Short task >> Report each of the lines below that contains the string "root", matching case exactly.

[Point annotation dataset records]
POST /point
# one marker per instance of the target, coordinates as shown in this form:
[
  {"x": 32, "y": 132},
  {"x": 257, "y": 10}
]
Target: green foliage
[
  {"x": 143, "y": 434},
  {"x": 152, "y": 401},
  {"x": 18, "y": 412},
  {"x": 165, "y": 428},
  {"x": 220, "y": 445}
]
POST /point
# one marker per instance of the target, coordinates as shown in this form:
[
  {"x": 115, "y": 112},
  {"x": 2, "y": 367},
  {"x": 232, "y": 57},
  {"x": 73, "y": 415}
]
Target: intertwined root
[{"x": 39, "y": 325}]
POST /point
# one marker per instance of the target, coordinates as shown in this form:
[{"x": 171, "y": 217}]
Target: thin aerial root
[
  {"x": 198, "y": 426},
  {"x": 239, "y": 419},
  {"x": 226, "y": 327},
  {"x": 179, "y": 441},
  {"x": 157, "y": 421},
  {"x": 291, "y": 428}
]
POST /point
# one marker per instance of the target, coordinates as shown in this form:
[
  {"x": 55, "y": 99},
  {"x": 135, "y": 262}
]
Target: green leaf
...
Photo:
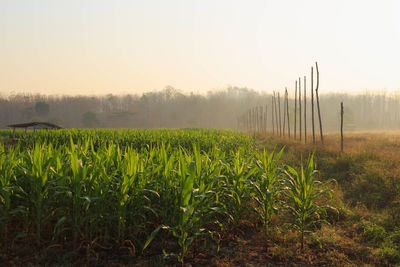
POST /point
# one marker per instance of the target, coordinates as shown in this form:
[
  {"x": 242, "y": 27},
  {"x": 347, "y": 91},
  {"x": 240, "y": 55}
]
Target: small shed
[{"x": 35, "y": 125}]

Written answer >>
Target: intertwined root
Target: thin aerial root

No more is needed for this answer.